**Document extract:**
──────────
Align Images Before You Generate¶

Conference: CVPR 2026
Paper: CVF Open Access
Code: https://github.com/SuhZhang/CorrAdapter
Area: Diffusion Models
Keywords: Multi-image Diffusion, Spatio-temporal Consistency, Native Correspondence, Plug-and-play Adapter, Multi-view Generation

TL;DR¶

The authors discover that the intermediate noisy features of multi-image diffusion models "natively" encode cross-image correspondences. Consequently, they propose CorrAdapter—a training-free, plug-and-play bypass branch that requires no external geometric or semantic priors. It utilizes these native correspondences to align matching regions before the images are fully generated, significantly enhancing spatio-temporal consistency in multi-view and video generation.

Background & Motivation¶

Background: Multi-image diffusion models jointly denoise multiple images in a single inference pass to generate multi-view (static scenes) or video frames (dynamic scenes). They typically exchange information across all images via cross-image transformers at each timestep, aiming to produce mutually consistent results.

Limitations of Prior Work: Despite large-scale training, these models still suffer from noticeable texture and structural drift—especially with large viewpoint or temporal spans—which breaks spatio-temporal consistency. To eliminate inconsistency, it is fundamentally necessary to align corresponding regions across different images based on semantic and structural similarity. However, since all images are generated from pure Gaussian noise, geometric or semantic priors (such as depth maps or segmentation masks) are unavailable during inference to explicitly identify and constrain cross-image correspondences.
──────────
**Data rows:**
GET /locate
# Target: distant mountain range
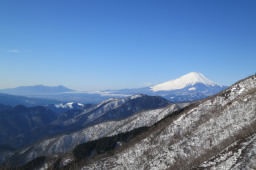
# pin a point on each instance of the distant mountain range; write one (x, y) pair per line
(190, 87)
(147, 132)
──────────
**Requirement 1:**
In the CorrAdapter paper summary, what kind of component is CorrAdapter said to be?
**Requirement 2:**
Pick up the CorrAdapter paper summary after its final sentence and write what comes next.

**Task output 1:**
A training-free, plug-and-play bypass branch that requires no external geometric or semantic priors.

**Task output 2:**
Key Challenge: This represents a classic "chicken-and-egg" problem: image alignment requires correspondences, but correspondences typically require generated images or explicit priors to be calculated. Existing methods either rely on cross-image transformers to learn this implicitly (weak guidance, still drifts), introduce hard geometric/epipolar/depth constraints (limited to static scenes and require known image/depth inputs), or use optical flow matching (limited to dynamic scenes and require video/keyframe inputs). None serve as a universal consistency enhancer that handles both static and dynamic scenes without extra inputs.

Key Insight & Core Idea: The authors hypothesize and verify that multi-image diffusion models implicitly learn meaningful cross-image correspondences within their intermediate noisy features. Even before image synthesis begins, the intermediate feature space exhibits structural alignment between semantically/geometrically similar regions. Thus, these "diffusion-native correspondences" can be extracted from the model itself and used as matching priors to strengthen information exchange between matching regions, aligning them before the images are actually generated.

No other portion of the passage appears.